**OPDRACHTEN**.
1. Vertaal de zin "De provincie Ogliastra is de dunst bevolkte provincie van Italië." uit de tekst over Ogliastra naar het Engels.
2. Welke top is volgens de tekst over Ogliastra de hoogste van het Gennargentugebergte, en hoe hoog is die?
3. Haal het stuk tussen "De provincie Ogliastra" en "van het land." letterlijk uit de tekst over Ogliastra, met beide grenzen erbij.

**TEKST**.
━━━

De hoogste bergen in het achterland van een mooie kust van de Ogliastra
Ogliastra is één van de vier “nieuwe” Sardijnse provincies. Omdat Sardinië een autonome regio is kan dit binnen de regionale raad geregeld worden. De totstandkoming van de vier nieuwelingen verliep daardoor een stuk vlotter dan de drie nieuwe provincies op het vasteland (Fermo, Monza en Barletta.) De hele regio is in dit proces wat opgeschud. Ogliastra is ontstaan uit de provincie Nuoro en heeft 23 gemeenten en er huist een mooi gebergte: Gennargentu.
De provincie Ogliastra is de dunst bevolkte provincie van Italië. Ogliastra is de streeknaam, de provincie is dus niet zoals normaal de naam van de hoofdstad. Daar heeft Ogliastra er twee van: Tortolì en Lanusei. Het zijn de twee kleinste provinciehoofdsteden van het land.
De kustlijn is spectaculair, witte zandstranden en helder blauw water afgewisseld met ruige rotspartijen. Het gebied van het Gennargentu gebergte heeft de status van nationaal park. In het zuiden, rondom Bari Sardo zijn veel nuraghe te vinden. De Ogliastra is een van de meest door toeristen bezochte streken van Sardinië.
Gennargentu gebergte
Over het algemeen is Sardinië heuvelachtig tot bergachtig met op 2 plaatsen echt hooggebergte. In het noorden rond Tempio Pausania de ‘Monte Limbara’ en onder Nuoro het grotere ‘Monti del Gennargentu’. De hoogste top in het noorden is 1359 (Pta. Balistreri) terwijl de hoogste top van het Gennergentugebergte de Pta. la Marmora is, met 1834 meter. Naast deze top ligt nog de Pta. Paulinu en Brunca Spina die ook rond de 1800 meter zijn. In de winter betekent dit dus dat er veel sneeuw ligt en dat er geskied kan worden.
Wij waren er oa in de meivakantie en alle berghellingen zagen er prachtig uit, de sneeuw is dan al weg. Jong groen met typisch roodachtig gebladerte van struiken en boompjes. Veel kleuren van bloemen van talloze planten, de kale hellingen afgewisseld met bossen. Her en der rotsplateaus of grote rotsformaties die op indrukwekkend wijze het landschap sieren. O.a. ook Scala di Giorgio die in het zuiden van het gebergte het einde markeert en het land weer over gaat in bergachtig gebied onder de 1000 meter.
Ook in dit gebied worden nieuwe wegen (SS125) aangelegd op o.a. hoge pijlers, zodat de kilometers vretende bochtige wegen kunnen worden vermeden door de plaatselijke werkende bevolking, maar juist voor de toeristen een meer rustieke uitkomst biedt.
In dit zuidelijke deel van het Gennargentu gebergte rijdt ook de ‘Il Trenino Verde Della Sardegna’ over een smal spoor in de zomer: een toeristische rit per trein van Arbatax naar Mandas. Deze trein wordt ook wel de groene trein genoemd, ook al zou je dat niet zeggen als je de rookpluim uit de schoorsteen van de locomotief ziet komen.

━━━

**FRAGMENT UIT DATASET**.

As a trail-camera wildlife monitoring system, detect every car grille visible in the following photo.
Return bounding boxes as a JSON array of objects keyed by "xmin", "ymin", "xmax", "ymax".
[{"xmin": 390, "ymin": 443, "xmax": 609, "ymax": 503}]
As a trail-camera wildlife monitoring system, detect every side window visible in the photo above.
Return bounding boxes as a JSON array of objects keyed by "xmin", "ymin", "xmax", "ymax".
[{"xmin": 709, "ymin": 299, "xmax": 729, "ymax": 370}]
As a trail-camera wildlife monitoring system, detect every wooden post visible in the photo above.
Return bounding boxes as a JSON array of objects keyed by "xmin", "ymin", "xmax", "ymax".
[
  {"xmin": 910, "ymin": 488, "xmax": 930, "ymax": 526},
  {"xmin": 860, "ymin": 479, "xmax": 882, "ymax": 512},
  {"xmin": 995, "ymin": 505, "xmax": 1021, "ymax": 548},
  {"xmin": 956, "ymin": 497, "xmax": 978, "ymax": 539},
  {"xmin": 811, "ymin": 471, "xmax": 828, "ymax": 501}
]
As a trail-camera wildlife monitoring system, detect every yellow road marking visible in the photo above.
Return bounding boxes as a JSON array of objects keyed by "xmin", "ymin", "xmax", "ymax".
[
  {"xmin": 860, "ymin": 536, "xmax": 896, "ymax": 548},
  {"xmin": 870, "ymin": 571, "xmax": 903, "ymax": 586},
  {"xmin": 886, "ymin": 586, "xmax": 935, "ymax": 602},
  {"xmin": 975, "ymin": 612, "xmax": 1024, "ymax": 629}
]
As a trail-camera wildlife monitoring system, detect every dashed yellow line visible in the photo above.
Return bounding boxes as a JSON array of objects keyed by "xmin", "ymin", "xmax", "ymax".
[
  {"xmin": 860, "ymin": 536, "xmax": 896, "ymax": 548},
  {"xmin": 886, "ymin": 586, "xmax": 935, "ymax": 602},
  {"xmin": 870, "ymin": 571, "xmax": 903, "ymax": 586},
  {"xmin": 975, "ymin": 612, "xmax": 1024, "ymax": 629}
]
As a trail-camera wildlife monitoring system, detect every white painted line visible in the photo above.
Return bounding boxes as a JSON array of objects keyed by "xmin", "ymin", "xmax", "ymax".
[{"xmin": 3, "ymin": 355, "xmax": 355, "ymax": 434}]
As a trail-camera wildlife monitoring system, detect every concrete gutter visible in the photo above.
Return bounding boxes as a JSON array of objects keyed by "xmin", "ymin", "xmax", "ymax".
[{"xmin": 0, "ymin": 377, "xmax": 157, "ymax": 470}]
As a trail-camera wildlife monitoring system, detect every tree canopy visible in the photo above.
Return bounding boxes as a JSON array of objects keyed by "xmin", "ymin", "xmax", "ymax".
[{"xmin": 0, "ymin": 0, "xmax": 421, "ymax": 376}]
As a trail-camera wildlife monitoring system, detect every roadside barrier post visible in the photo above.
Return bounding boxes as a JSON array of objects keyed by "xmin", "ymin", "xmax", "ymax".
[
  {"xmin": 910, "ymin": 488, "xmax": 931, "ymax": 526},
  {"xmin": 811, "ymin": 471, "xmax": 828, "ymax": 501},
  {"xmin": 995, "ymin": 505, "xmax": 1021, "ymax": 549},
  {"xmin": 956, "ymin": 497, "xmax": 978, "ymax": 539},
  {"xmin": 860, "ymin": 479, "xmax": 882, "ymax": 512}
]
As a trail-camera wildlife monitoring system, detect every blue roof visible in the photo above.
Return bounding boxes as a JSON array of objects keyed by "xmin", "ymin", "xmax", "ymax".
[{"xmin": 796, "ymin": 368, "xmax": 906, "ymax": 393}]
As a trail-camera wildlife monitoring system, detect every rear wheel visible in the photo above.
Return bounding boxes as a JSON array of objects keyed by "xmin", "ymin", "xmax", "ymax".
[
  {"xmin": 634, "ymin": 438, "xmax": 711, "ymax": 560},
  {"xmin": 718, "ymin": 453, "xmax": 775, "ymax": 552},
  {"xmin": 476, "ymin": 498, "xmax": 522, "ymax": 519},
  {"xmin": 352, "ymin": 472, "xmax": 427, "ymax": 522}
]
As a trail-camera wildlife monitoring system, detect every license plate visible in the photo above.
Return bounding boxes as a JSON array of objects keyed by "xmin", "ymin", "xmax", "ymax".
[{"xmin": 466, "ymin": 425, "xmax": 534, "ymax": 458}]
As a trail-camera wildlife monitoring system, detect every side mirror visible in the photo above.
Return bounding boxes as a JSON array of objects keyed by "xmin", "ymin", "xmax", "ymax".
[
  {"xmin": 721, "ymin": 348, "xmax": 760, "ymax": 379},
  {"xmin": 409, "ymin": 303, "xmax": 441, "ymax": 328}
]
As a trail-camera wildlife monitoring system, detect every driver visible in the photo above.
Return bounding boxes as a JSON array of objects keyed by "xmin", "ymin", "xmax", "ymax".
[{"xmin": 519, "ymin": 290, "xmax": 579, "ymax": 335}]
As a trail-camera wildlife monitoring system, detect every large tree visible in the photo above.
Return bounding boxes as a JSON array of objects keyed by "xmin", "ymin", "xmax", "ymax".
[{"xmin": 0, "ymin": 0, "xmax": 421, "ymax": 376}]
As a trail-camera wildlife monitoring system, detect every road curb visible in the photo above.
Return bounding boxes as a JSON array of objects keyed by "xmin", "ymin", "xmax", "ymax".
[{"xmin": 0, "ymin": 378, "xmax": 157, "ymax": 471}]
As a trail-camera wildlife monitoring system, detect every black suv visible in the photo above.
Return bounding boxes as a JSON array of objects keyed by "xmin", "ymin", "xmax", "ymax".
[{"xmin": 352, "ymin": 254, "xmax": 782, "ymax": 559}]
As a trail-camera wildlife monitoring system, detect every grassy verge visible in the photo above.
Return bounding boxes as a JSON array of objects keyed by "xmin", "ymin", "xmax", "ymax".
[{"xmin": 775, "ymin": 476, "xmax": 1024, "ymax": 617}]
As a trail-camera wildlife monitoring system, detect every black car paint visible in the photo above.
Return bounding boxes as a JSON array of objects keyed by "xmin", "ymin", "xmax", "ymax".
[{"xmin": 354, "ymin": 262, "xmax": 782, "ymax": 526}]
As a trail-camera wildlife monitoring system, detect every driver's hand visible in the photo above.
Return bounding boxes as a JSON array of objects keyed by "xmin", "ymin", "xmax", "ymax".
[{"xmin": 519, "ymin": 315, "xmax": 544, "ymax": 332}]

━━━

**VERWACHTE ANTWOORDEN**.
1. The province of Ogliastra is the most sparsely populated province in Italy.

2. De Pta. la Marmora, met 1834 meter.

3.
De provincie Ogliastra is de dunst bevolkte provincie van Italië. Ogliastra is de streeknaam, de provincie is dus niet zoals normaal de naam van de hoofdstad. Daar heeft Ogliastra er twee van: Tortolì en Lanusei. Het zijn de twee kleinste provinciehoofdsteden van het land.